- TASK ITEM -
Give back exactly the lines from the one containing "Ground dark navy" through the end of the records, including both, and no others.
----------------------------------------
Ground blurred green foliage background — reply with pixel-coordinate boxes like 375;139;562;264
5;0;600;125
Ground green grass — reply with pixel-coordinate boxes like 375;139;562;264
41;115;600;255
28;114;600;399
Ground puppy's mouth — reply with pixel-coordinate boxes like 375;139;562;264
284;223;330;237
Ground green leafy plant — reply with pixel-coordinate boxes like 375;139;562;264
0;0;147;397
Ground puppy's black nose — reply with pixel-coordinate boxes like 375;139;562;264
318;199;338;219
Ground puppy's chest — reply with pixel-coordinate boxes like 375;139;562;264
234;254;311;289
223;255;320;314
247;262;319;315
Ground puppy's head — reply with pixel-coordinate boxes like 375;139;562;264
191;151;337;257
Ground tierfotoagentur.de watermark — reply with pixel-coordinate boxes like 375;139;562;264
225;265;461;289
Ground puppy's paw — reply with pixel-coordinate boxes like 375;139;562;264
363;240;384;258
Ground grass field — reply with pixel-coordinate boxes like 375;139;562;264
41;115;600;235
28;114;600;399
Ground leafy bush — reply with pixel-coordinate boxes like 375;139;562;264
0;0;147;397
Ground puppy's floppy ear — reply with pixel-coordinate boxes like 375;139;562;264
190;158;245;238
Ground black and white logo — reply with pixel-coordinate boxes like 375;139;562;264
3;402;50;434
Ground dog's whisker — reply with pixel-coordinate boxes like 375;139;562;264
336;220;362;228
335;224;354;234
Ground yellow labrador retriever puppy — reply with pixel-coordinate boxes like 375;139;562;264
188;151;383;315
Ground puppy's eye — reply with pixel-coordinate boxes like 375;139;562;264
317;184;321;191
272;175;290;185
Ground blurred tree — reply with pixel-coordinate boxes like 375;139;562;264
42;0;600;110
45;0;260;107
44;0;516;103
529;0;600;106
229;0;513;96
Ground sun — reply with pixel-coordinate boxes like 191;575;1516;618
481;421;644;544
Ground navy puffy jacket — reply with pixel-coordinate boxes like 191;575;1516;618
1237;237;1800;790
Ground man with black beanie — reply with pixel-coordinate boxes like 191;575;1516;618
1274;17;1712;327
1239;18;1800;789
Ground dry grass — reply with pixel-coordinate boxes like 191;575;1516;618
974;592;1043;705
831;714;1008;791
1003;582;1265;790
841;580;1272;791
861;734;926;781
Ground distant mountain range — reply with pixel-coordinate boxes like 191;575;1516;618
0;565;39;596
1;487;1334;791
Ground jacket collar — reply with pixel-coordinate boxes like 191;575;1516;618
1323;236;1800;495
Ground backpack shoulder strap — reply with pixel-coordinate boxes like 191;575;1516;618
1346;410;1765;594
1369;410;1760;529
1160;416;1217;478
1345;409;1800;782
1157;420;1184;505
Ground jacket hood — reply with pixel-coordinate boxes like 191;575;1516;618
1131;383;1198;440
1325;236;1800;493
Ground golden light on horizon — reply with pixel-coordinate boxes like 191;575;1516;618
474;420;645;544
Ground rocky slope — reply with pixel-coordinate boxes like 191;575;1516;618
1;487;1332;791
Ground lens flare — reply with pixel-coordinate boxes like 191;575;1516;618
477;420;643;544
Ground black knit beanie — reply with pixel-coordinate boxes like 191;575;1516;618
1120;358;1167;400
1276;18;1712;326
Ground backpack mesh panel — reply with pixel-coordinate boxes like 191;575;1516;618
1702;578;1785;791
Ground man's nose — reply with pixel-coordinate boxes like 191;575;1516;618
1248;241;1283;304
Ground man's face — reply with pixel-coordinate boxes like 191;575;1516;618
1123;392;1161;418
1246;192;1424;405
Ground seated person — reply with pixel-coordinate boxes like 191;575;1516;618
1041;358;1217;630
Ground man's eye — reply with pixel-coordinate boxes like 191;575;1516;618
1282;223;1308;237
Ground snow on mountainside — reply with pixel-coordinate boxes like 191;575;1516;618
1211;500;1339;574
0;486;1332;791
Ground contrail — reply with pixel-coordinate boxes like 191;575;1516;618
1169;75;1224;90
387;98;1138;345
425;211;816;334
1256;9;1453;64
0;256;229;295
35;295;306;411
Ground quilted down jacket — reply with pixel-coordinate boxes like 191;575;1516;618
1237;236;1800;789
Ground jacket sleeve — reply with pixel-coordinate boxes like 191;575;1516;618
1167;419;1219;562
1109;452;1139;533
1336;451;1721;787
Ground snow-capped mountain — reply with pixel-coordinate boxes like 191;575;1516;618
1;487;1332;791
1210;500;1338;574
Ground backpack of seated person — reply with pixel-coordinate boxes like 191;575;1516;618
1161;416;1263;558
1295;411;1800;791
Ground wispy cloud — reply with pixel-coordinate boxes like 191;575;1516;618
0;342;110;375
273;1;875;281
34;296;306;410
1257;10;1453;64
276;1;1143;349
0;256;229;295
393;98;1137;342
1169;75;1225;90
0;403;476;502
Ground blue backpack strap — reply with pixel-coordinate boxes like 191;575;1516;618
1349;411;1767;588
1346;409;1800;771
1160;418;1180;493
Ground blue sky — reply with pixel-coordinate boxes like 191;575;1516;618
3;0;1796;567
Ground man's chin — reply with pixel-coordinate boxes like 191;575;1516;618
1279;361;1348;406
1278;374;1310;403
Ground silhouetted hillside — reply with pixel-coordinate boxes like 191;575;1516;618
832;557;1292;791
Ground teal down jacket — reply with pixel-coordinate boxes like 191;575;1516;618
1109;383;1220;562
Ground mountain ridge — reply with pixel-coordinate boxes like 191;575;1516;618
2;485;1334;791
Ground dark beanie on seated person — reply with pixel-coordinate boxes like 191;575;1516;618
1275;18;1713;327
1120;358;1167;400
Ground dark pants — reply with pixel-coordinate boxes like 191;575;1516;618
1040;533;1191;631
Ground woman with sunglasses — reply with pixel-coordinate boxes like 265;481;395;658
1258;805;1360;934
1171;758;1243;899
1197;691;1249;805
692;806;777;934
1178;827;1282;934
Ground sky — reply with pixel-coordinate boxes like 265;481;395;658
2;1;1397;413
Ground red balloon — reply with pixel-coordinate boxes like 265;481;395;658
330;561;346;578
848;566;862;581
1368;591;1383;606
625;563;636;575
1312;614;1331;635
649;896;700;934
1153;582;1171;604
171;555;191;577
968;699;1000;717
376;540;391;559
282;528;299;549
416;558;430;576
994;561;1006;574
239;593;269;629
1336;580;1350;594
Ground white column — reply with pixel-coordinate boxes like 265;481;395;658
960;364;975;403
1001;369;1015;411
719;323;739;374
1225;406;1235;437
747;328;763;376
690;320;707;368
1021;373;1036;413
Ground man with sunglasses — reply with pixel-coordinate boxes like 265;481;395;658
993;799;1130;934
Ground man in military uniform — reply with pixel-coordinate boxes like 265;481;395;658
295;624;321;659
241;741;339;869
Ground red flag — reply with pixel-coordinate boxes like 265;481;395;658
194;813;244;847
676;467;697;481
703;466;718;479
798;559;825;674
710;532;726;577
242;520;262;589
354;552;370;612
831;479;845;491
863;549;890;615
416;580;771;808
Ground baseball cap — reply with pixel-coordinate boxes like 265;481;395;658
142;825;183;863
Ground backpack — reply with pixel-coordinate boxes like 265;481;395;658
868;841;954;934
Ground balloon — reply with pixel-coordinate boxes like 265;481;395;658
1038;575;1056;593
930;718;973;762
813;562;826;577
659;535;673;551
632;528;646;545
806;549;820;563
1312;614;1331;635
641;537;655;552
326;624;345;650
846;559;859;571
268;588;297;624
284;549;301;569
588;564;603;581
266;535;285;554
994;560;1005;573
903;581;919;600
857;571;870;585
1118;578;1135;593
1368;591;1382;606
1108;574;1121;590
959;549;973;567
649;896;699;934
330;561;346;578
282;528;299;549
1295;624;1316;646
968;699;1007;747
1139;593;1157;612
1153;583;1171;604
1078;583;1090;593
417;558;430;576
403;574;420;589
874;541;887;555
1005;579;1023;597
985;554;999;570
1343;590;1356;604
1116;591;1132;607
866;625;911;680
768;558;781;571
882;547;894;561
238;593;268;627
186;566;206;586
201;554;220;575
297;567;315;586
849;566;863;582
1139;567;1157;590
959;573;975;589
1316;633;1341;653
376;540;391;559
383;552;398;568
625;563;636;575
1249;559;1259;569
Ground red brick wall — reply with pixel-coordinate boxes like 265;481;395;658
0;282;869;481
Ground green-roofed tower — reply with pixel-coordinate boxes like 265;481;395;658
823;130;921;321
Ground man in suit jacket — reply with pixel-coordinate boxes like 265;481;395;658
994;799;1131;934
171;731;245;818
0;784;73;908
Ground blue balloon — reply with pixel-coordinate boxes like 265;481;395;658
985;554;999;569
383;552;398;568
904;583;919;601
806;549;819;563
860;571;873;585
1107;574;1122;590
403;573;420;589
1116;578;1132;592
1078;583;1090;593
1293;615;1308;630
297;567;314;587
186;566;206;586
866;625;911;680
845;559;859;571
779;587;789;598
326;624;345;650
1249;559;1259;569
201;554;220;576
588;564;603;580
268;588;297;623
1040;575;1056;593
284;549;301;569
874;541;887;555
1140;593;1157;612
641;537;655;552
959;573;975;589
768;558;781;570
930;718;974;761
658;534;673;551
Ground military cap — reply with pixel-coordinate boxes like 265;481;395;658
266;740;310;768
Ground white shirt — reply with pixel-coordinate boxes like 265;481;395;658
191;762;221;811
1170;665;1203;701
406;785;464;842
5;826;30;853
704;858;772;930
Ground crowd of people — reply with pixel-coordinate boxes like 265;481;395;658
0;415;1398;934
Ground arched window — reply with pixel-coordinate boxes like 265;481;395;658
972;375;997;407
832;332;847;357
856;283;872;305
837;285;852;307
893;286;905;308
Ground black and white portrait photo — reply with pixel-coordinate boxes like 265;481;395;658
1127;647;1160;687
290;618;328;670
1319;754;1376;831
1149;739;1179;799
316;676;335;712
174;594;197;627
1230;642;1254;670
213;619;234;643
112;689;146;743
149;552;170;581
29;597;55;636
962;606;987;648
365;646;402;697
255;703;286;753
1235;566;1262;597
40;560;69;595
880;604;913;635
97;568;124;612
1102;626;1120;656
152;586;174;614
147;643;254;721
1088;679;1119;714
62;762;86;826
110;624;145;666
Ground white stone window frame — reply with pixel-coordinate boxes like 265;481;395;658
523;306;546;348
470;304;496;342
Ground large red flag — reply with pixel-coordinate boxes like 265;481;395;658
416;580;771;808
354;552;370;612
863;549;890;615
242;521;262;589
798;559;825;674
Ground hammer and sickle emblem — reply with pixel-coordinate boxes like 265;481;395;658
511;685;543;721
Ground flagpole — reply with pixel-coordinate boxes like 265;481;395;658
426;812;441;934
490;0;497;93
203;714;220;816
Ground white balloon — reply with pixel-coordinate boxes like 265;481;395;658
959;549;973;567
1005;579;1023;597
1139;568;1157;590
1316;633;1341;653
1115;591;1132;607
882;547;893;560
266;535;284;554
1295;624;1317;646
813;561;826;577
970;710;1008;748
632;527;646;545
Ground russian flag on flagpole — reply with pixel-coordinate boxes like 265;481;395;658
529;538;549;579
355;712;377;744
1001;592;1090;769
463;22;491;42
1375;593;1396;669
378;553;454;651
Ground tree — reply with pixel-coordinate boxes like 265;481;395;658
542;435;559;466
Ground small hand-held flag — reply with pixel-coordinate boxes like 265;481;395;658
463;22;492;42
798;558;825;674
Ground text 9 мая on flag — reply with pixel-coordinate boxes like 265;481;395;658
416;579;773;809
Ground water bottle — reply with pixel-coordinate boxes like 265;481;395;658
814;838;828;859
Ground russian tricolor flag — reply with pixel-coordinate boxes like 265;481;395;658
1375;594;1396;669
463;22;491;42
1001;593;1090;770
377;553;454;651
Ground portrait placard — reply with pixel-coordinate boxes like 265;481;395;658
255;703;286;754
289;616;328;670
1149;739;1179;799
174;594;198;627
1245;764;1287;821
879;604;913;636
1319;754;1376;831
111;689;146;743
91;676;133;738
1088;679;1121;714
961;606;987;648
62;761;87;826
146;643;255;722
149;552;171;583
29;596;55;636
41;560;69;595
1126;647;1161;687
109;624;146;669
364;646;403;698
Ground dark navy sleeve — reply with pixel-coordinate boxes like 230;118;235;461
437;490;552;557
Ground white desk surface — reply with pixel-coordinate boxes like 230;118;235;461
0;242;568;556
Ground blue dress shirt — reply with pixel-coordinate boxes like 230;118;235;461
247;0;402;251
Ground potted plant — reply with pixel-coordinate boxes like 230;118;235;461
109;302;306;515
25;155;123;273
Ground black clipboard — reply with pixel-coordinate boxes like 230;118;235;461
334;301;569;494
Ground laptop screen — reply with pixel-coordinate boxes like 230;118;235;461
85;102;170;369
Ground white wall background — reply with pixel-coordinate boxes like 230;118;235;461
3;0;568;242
----------------------------------------
- ANSWER FOR THE TASK -
Ground dark navy sleeve — reply with pixel-coordinate boxes like 230;118;235;461
437;490;552;557
Ground white desk surface — reply with pixel-coordinate boxes like 230;118;235;461
0;242;568;556
Ground blue dress shirt — reply with pixel-coordinate boxes like 230;118;235;461
247;0;402;251
Ground potted plant — reply with pixel-coordinate boxes like 230;118;235;461
109;302;306;515
25;155;123;273
Ground black clipboard — reply with pixel-coordinate boxes like 230;118;235;461
334;301;569;494
Ground laptop screen — reply with pixel-coordinate boxes like 230;118;235;461
85;102;170;369
Ground white wall background — reply with pixel-coordinate boxes like 230;118;235;461
3;0;568;242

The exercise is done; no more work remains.